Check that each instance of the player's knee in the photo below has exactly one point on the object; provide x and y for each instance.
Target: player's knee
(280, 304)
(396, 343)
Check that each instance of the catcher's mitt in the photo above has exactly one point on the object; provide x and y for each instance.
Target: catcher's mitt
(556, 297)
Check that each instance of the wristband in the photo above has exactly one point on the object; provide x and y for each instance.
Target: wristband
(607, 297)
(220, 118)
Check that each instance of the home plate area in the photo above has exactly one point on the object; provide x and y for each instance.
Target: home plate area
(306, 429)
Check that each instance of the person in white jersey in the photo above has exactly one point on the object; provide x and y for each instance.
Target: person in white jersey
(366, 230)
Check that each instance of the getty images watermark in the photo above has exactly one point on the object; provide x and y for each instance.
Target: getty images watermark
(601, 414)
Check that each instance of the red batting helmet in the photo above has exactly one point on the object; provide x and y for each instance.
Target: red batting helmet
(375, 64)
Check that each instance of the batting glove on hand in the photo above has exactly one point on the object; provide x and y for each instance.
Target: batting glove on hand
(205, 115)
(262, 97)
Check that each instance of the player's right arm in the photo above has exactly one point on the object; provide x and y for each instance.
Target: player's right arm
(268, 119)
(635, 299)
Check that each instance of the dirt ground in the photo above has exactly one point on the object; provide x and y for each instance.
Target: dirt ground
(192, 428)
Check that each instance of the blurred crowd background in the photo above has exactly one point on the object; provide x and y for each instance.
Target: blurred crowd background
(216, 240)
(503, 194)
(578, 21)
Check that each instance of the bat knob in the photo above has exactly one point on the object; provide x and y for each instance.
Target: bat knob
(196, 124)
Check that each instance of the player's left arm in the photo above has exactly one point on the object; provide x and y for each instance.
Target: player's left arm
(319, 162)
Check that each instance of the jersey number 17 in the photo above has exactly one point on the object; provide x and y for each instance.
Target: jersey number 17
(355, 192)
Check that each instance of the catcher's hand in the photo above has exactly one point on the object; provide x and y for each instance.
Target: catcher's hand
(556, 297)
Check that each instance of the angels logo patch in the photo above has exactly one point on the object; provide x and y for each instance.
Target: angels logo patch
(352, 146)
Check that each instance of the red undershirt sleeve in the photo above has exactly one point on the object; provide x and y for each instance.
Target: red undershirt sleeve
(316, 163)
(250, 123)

● **WHAT THE TASK ASKS**: Can you write out every row above again, word for word and in the same order?

● **CORRECT RESPONSE**:
Check that each instance of the player's knee in the photo below has exactly one point on the object; provide x and y for each instance.
Target: player's knee
(280, 304)
(396, 343)
Check that each instance of the catcher's mitt in the photo above has exactly one point on the object; provide x and y for each instance.
Target: catcher's mitt
(556, 297)
Check that each instance of the wristband in the photo above has exactly one point on the object; provide x and y for each instance.
Target: wristband
(607, 297)
(220, 118)
Check that each instance of the home plate area in the photo above has exactly one point on the object; provide x and y for each instance.
Target: home plate area
(306, 429)
Check that each instance of the person in white jersey in the photo above has exactly one point on the object; provide x and y for each instance.
Target: person in white jersey
(366, 230)
Check that each instance of the getty images watermark in the photo above has exactly one point on the object; provide x and y for each instance.
Target: getty images watermark
(601, 414)
Check that each instance of the red batting helmet in the photo above has exactly one point on the object; provide x and y for each instance.
Target: red batting helmet
(375, 64)
Check that each instance of the batting glove on hand in the photo above has exactly one point on the object; provide x and y for each instance.
Target: batting glove on hand
(205, 115)
(262, 97)
Check that each instance of the player's right arm in the photo above has exactly one point on the object; provide x and y for each instance.
Target: player's right arm
(268, 119)
(635, 299)
Check that each instance of the dirt ground in the photo above has exactly one point on the object; provide x and y for each instance.
Target: dirt ground
(192, 428)
Check that each instance of the blurred crowd background in the photo above has exactly one point on the object; provide x and y for each instance.
Target: blurred crowd background
(216, 240)
(503, 194)
(578, 21)
Check that each instance of the bat knob in the photo above has exactly one point on the object; provide x and y for each instance.
Target: bat knob
(196, 124)
Check that each instance of the player's left arm in the photo above has exactly one point on the object; provide x and y for each instance.
Target: player's left arm
(319, 162)
Check that each instance of the jersey number 17 in the photo above has exactly one point on the object; provide x and y for each instance.
Target: jersey number 17
(355, 192)
Check that each instance of the catcher's hand in the photo above has exactly one point on the object; provide x and y for each instance.
Target: catcher's hand
(556, 297)
Check that each instance of the angels logo patch in the photo above has exactly one point on the object; provide x and y for each instance.
Target: angels logo patch
(352, 146)
Check that each instance of the red undershirt sleeve in the photo above has exactly one point on the object; provide x and y for each instance.
Target: red undershirt sleeve
(316, 163)
(250, 123)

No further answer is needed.